Which lines in the material below contain the word "grey"? Copy each one in full.
-- Material for the task start --
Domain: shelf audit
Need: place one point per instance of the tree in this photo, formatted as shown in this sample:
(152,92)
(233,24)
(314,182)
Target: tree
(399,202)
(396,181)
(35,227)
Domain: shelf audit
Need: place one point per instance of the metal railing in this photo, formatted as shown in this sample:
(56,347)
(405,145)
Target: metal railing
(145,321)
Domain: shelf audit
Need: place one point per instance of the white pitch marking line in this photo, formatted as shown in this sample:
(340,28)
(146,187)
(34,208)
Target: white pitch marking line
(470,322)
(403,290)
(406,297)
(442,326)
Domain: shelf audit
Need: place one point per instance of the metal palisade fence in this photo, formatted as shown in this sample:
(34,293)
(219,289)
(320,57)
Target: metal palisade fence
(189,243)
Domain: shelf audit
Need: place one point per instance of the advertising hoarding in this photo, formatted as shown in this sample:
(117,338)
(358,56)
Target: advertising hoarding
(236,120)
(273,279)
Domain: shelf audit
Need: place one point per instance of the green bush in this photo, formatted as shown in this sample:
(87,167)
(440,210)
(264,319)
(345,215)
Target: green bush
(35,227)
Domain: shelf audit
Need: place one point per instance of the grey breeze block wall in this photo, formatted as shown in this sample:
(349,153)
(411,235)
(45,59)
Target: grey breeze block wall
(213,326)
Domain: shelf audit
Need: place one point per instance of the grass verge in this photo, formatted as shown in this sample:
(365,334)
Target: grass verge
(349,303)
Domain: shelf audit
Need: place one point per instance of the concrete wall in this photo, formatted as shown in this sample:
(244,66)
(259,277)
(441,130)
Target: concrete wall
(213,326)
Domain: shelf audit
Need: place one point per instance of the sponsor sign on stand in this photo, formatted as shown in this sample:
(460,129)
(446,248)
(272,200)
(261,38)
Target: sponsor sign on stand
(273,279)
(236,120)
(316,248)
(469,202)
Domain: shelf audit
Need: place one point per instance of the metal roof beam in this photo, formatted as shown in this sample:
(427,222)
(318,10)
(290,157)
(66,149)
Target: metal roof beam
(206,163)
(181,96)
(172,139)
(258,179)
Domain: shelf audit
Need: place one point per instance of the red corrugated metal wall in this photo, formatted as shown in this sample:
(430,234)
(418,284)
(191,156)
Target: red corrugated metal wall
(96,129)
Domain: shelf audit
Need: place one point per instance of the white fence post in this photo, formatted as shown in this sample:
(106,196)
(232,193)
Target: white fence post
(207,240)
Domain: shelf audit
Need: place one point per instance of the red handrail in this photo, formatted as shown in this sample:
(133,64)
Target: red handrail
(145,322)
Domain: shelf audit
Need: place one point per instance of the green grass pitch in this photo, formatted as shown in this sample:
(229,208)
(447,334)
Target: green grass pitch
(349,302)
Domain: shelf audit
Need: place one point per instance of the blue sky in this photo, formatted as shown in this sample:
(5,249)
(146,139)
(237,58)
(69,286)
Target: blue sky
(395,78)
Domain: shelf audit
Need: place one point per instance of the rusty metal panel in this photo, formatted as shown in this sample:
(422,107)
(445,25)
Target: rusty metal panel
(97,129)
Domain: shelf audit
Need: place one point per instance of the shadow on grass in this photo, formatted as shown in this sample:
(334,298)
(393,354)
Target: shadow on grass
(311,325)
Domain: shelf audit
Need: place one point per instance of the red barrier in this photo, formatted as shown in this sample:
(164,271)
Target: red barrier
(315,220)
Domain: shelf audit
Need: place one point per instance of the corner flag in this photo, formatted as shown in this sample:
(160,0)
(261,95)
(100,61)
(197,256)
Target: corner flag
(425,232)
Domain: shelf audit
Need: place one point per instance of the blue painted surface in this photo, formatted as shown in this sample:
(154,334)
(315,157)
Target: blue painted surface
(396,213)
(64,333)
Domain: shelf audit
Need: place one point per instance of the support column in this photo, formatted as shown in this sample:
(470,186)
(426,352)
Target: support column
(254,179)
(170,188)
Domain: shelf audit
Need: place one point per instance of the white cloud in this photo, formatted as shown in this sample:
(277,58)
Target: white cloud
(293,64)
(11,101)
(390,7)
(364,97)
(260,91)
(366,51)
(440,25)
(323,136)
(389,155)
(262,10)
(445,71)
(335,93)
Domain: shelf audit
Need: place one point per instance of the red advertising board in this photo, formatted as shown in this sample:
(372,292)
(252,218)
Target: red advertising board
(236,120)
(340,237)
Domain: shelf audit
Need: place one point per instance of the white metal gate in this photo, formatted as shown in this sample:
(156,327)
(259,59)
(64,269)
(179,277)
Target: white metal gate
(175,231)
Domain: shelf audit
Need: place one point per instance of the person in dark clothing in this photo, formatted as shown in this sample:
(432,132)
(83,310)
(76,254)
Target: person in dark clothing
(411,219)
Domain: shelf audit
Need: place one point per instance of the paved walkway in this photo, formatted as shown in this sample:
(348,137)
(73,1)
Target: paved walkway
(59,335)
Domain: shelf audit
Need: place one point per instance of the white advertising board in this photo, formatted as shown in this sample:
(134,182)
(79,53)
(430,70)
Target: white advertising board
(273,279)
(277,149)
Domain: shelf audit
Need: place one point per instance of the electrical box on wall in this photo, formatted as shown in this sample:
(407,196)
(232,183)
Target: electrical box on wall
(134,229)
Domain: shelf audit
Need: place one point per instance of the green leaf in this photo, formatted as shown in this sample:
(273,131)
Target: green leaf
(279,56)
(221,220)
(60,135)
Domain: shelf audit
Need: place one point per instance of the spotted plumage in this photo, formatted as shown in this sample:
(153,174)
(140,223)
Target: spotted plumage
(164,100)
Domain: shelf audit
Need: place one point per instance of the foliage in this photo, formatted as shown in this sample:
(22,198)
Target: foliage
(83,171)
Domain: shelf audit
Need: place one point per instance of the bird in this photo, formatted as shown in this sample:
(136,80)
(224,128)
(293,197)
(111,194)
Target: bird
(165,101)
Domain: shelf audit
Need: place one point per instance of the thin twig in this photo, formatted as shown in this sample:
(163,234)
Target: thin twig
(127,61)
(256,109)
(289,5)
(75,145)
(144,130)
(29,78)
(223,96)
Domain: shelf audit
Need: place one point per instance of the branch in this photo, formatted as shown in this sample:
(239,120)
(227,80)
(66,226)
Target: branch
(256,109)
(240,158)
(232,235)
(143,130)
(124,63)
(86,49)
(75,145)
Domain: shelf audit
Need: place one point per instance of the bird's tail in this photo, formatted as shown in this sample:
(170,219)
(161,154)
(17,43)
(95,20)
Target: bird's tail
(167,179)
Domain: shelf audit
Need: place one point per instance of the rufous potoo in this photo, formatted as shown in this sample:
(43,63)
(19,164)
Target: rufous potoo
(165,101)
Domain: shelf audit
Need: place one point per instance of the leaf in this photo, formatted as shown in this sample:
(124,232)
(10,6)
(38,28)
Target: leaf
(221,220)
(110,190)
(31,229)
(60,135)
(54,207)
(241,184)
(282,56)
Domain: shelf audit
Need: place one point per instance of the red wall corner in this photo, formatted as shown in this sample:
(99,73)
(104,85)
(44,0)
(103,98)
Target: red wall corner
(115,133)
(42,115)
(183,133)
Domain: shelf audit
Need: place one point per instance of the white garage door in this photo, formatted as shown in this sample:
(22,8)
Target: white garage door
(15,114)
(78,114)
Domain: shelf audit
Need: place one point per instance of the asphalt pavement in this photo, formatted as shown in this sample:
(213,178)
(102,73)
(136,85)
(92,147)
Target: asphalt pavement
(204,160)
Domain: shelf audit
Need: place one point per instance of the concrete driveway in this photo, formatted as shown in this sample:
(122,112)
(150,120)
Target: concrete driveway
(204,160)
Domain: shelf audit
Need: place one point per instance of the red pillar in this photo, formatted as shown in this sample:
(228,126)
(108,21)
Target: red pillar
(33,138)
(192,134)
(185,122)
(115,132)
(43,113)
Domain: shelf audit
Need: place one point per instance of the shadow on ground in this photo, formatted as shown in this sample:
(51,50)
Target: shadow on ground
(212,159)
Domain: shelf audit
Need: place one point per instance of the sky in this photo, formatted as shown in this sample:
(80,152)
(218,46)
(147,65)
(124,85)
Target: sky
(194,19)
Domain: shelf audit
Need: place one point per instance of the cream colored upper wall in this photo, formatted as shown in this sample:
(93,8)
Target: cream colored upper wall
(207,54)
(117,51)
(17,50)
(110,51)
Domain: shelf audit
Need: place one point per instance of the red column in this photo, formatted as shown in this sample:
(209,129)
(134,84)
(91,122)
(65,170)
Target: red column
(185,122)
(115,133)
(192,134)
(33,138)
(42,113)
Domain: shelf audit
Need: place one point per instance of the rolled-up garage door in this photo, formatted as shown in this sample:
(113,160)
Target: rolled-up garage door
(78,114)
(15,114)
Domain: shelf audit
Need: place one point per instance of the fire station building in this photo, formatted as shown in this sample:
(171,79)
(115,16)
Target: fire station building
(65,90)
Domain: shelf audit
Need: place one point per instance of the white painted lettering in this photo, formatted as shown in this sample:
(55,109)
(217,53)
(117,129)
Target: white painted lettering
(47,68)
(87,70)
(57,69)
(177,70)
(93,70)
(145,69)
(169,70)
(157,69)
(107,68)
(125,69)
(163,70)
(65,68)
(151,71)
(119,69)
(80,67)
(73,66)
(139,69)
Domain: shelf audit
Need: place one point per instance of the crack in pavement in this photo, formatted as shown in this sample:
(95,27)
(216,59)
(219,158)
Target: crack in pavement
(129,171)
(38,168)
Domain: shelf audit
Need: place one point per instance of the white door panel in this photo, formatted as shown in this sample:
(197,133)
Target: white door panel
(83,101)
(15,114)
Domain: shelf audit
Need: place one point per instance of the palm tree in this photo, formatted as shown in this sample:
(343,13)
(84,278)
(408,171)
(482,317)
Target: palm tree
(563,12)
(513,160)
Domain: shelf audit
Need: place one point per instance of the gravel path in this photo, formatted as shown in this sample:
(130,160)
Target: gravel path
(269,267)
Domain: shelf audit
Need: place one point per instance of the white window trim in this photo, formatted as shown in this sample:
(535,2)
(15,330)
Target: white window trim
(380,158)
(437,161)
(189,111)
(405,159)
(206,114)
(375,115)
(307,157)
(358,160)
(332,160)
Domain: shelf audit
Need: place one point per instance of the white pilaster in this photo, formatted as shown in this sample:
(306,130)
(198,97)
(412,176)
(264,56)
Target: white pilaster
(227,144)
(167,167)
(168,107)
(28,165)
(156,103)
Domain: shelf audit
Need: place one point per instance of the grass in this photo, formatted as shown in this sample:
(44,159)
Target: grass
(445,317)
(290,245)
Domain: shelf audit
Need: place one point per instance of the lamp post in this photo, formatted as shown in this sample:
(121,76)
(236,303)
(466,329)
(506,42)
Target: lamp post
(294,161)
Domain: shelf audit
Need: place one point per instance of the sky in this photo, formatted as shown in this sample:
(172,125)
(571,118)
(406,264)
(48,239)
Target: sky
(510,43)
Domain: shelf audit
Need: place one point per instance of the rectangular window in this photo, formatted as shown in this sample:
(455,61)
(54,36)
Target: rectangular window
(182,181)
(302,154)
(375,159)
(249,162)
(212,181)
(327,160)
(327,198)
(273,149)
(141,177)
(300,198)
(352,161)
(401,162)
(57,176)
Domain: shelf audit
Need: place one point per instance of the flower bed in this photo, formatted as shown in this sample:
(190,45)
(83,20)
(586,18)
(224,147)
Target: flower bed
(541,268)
-- Material for the task end --
Task answer:
Need: place one point per instance of the grey breeze block wall in this photo, formatted as shown in this sample:
Target: grey breeze block wall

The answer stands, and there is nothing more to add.